DATA FOR PROCESSING:
──────────────────────────────

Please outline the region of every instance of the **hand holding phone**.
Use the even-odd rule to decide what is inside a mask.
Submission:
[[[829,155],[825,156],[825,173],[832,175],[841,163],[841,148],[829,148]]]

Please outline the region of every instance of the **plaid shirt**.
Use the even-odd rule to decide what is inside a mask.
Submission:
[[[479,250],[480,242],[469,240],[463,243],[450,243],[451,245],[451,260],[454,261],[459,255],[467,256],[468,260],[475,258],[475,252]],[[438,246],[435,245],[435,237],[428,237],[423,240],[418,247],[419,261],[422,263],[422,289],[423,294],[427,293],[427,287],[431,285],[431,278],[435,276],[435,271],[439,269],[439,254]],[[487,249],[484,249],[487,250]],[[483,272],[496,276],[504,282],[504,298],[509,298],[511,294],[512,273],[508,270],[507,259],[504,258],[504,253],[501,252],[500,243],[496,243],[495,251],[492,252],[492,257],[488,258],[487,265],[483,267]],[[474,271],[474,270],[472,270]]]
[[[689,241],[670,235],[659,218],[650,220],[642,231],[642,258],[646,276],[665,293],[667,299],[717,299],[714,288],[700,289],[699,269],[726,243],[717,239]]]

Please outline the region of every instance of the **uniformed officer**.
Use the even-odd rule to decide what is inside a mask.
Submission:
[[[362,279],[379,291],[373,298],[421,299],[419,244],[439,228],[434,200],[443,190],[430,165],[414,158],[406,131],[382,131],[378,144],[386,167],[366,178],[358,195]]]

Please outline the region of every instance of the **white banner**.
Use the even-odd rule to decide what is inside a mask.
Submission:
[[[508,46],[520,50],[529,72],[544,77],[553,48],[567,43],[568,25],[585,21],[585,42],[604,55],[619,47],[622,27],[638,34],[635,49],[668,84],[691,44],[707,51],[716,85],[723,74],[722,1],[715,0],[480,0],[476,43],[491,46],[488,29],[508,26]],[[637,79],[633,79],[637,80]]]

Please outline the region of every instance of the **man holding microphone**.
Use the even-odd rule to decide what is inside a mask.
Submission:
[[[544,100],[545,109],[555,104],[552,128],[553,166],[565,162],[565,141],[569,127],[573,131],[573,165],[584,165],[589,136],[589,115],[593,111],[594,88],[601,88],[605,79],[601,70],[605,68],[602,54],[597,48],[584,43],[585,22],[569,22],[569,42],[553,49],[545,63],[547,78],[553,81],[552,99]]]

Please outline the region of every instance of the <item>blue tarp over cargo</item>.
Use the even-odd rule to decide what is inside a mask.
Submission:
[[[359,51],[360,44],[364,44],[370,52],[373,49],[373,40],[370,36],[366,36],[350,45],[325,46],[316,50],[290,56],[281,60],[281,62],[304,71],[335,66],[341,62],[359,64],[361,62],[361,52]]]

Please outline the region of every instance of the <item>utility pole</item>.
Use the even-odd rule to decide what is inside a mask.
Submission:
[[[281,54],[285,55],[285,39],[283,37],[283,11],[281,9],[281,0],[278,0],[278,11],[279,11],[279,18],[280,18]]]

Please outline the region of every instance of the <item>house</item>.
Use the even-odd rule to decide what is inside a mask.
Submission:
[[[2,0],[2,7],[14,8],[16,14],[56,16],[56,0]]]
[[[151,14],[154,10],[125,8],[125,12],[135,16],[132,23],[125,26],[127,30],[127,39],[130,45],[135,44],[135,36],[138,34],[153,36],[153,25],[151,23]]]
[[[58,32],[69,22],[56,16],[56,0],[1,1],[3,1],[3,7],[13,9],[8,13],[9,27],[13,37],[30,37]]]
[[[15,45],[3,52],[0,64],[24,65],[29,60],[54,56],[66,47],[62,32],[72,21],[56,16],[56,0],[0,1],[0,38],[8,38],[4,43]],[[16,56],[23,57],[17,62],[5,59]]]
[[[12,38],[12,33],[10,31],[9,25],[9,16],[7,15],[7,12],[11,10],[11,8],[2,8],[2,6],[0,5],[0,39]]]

──────────────────────────────

ABOUT THIS TASK: Transcribe the data. Leave every line exactly as it is.

TASK OUTPUT:
Please outline the region of every instance of the **hand holding phone**.
Use the even-odd rule to decide what is inside a mask.
Submission:
[[[829,155],[825,156],[825,173],[832,175],[841,163],[841,148],[829,148]]]

Please outline the region of every instance of the **plaid shirt**.
Use the even-odd rule to decide what is inside a mask.
Submission:
[[[479,250],[480,242],[469,240],[463,243],[450,243],[451,245],[451,260],[454,261],[459,255],[467,256],[468,260],[475,258],[475,252]],[[438,246],[435,245],[435,237],[428,237],[423,240],[418,247],[419,261],[422,263],[422,289],[423,294],[427,293],[427,287],[431,285],[431,278],[435,276],[435,271],[439,269],[439,254]],[[487,249],[484,249],[487,250]],[[483,272],[496,276],[504,282],[504,298],[509,298],[511,294],[512,273],[508,270],[507,259],[504,258],[504,253],[501,252],[500,243],[496,243],[495,251],[492,252],[492,257],[488,258],[487,265],[483,267]],[[474,271],[474,270],[472,270]]]
[[[689,241],[670,235],[659,218],[650,220],[642,231],[642,258],[646,276],[665,293],[667,299],[717,299],[714,288],[700,289],[699,269],[726,243],[717,239]]]

Please outline the region of every instance of the **uniformed officer**.
Use the even-odd rule to decide what is inside a mask.
Submission:
[[[362,279],[379,291],[373,298],[421,299],[419,244],[439,228],[434,200],[443,190],[430,165],[414,158],[406,131],[382,131],[378,144],[386,167],[366,178],[358,195]]]

Please outline the region of every instance of the **white banner**.
Use the even-odd rule to decide what is inside a mask.
Submission:
[[[508,46],[520,50],[529,72],[544,77],[553,48],[567,43],[568,25],[585,21],[585,42],[604,55],[619,47],[622,27],[638,34],[635,49],[668,84],[691,44],[707,51],[716,85],[723,74],[722,1],[715,0],[480,0],[476,43],[491,46],[488,29],[508,26]],[[637,79],[633,79],[637,80]]]

Please outline the region of every instance of the **man holding microphone**.
Use the even-odd rule to decide what is inside a mask.
Submission:
[[[544,100],[545,109],[555,104],[552,128],[553,166],[565,162],[565,141],[569,127],[573,131],[573,165],[584,165],[589,136],[589,115],[593,111],[594,88],[601,88],[605,79],[601,70],[605,68],[602,54],[597,48],[584,43],[585,22],[569,22],[569,42],[553,49],[545,63],[547,78],[553,81],[552,99]]]

Please outline the region of every instance of the <item>blue tarp over cargo</item>.
Use the even-odd rule to decide what is inside a mask.
Submission:
[[[359,51],[360,44],[364,44],[370,52],[373,49],[373,40],[370,36],[366,36],[350,45],[325,46],[316,50],[290,56],[281,60],[281,62],[304,71],[335,66],[341,62],[359,64],[361,62],[361,52]]]

Please outline the region of every instance of the <item>utility pole</item>.
Use the even-odd rule to decide what is inside a mask.
Submission:
[[[281,54],[285,55],[285,39],[283,37],[283,11],[281,9],[281,0],[278,0],[278,11],[279,11],[279,18],[280,18]]]

Please outline the region of every instance of the <item>house</item>.
Use the even-odd rule to decide what is inside a mask.
Submission:
[[[2,0],[2,7],[14,8],[16,14],[56,16],[56,0]]]
[[[151,14],[154,10],[125,8],[125,12],[135,16],[132,23],[125,26],[127,30],[127,39],[130,45],[135,44],[135,36],[138,34],[153,36],[153,25],[151,23]]]
[[[58,32],[69,22],[56,16],[56,0],[1,1],[3,1],[3,7],[13,9],[8,13],[9,27],[13,37],[30,37]]]
[[[15,45],[3,52],[0,64],[24,65],[29,60],[54,56],[66,47],[62,32],[72,21],[56,16],[56,0],[0,1],[0,38],[8,38],[4,43]],[[16,56],[23,57],[17,62],[5,59]]]
[[[12,38],[12,33],[10,31],[9,25],[9,16],[7,15],[7,12],[11,10],[11,8],[2,8],[2,6],[0,5],[0,39]]]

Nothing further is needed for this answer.